* _EXERCISE TASK_: Print the lines below word for word, starting at the line that contains "the lake water" and ending at the final line, with both of those lines included.
-- Start of LISTING --
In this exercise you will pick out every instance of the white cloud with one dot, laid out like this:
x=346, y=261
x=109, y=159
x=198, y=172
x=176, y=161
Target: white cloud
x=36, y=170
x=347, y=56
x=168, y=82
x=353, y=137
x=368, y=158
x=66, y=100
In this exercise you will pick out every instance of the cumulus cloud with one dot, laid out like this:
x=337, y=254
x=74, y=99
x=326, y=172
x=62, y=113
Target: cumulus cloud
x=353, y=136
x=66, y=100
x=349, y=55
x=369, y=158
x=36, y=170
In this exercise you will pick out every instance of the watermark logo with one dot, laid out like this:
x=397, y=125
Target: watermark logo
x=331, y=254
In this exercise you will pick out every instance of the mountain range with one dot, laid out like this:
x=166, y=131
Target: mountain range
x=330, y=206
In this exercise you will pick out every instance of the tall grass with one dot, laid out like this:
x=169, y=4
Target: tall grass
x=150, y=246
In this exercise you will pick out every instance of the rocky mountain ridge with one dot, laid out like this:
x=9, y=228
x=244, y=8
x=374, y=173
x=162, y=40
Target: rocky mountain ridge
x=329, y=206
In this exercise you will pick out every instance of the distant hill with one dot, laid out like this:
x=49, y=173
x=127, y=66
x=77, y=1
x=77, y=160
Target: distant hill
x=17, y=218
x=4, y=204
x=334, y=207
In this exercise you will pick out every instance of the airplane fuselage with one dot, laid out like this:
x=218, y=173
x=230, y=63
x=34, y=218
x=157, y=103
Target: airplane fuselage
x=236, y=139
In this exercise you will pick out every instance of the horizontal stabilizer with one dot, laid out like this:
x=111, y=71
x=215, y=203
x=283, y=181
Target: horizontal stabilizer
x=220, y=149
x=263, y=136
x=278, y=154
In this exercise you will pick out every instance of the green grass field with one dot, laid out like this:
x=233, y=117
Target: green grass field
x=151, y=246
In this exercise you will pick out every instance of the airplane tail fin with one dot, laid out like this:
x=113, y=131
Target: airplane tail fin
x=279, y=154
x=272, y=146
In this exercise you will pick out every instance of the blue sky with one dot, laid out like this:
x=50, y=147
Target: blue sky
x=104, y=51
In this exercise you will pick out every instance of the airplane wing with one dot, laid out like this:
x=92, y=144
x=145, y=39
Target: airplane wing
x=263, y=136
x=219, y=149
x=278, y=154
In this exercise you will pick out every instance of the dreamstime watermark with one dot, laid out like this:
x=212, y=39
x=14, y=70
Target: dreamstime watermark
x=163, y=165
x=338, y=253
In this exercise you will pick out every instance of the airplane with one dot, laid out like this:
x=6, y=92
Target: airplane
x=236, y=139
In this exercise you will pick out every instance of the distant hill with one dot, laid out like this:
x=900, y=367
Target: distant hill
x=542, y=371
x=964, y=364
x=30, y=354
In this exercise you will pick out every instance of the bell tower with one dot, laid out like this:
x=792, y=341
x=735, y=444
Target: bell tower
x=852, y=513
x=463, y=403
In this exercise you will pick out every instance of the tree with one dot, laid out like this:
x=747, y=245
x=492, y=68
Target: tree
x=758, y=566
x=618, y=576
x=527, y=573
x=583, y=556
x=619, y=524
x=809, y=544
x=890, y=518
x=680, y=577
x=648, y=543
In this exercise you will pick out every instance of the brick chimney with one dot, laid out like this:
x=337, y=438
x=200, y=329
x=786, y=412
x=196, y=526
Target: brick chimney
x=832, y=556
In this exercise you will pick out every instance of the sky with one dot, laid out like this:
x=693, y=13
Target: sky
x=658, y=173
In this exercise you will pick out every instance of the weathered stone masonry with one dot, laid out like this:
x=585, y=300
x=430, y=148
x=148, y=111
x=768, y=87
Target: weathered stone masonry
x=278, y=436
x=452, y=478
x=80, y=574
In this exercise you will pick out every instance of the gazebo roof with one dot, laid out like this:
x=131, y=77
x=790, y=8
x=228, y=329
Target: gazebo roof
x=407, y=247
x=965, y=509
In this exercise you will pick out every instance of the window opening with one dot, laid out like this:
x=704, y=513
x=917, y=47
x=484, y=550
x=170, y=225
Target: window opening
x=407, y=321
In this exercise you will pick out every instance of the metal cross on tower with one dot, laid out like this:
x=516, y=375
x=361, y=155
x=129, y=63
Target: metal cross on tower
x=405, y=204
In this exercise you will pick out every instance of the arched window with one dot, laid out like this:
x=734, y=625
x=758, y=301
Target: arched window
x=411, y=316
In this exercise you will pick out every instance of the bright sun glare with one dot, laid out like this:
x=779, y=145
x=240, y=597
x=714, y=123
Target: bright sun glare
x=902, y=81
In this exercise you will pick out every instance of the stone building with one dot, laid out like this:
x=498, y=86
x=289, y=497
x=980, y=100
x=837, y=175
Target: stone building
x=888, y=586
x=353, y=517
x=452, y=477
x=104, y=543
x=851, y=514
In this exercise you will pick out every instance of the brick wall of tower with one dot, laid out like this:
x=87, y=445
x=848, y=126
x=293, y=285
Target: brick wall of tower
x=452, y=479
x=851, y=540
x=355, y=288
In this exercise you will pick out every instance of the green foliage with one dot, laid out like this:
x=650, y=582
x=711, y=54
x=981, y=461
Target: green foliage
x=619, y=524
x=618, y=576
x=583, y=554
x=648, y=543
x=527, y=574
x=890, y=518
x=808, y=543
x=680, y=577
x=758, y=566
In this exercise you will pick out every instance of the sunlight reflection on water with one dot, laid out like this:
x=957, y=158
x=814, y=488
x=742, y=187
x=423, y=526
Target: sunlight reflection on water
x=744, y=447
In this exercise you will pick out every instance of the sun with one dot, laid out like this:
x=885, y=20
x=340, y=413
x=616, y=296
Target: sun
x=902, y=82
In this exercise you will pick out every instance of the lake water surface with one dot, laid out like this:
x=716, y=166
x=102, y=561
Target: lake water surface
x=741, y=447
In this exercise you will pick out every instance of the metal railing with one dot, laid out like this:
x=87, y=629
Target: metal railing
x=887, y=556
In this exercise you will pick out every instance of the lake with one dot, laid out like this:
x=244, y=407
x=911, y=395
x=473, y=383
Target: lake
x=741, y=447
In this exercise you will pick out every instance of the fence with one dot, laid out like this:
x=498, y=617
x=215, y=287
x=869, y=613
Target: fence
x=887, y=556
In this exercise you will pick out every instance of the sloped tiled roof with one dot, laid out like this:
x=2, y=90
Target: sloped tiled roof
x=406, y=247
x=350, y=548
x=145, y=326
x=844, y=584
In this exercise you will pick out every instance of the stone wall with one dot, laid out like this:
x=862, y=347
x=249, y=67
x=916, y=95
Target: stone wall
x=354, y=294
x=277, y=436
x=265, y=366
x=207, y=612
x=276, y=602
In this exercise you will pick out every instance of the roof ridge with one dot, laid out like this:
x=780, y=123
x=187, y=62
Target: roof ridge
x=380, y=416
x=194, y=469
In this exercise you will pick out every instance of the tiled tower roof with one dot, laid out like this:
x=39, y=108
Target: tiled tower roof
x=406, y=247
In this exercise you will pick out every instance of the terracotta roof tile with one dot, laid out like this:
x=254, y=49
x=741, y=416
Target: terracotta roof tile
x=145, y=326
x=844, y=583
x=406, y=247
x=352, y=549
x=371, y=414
-- End of LISTING --
* _ANSWER BELOW_:
In this exercise you will pick out every instance of the lake water surface with one dot, laid out like this:
x=716, y=166
x=102, y=561
Target: lake water surface
x=741, y=447
In this exercise you will pick out every instance of the metal railing with one dot, laid out like this:
x=87, y=629
Target: metal railing
x=887, y=556
In this exercise you will pick out every instance of the lake with one dot, laid out like this:
x=244, y=407
x=911, y=395
x=473, y=383
Target: lake
x=741, y=447
In this exercise you will pick out every instance of the fence with one dot, laid out like this:
x=498, y=617
x=215, y=287
x=869, y=613
Target: fence
x=887, y=556
In this exercise you will pick out every instance of the sloped tiled roof with one dot, laid out like this:
x=2, y=90
Target: sloped tiled roof
x=406, y=247
x=350, y=548
x=145, y=326
x=844, y=584
In this exercise you will pick out every instance of the stone wall with one dot, laid out like this:
x=862, y=347
x=249, y=67
x=916, y=95
Target: stone wall
x=354, y=294
x=277, y=436
x=265, y=366
x=207, y=612
x=276, y=602
In this exercise you will pick out every instance of the roof ridge with one dot, laid out like this:
x=780, y=123
x=187, y=62
Target: roof ridge
x=380, y=416
x=194, y=469
In this exercise you will pick out every instance of the tiled tower roof with one dot, laid out like this:
x=39, y=108
Target: tiled tower roof
x=406, y=247
In this exercise you will pick out every instance of the terracotta roof tile with one dot, laid out like this:
x=254, y=49
x=741, y=416
Target: terracotta roof tile
x=145, y=326
x=844, y=583
x=406, y=247
x=352, y=549
x=371, y=414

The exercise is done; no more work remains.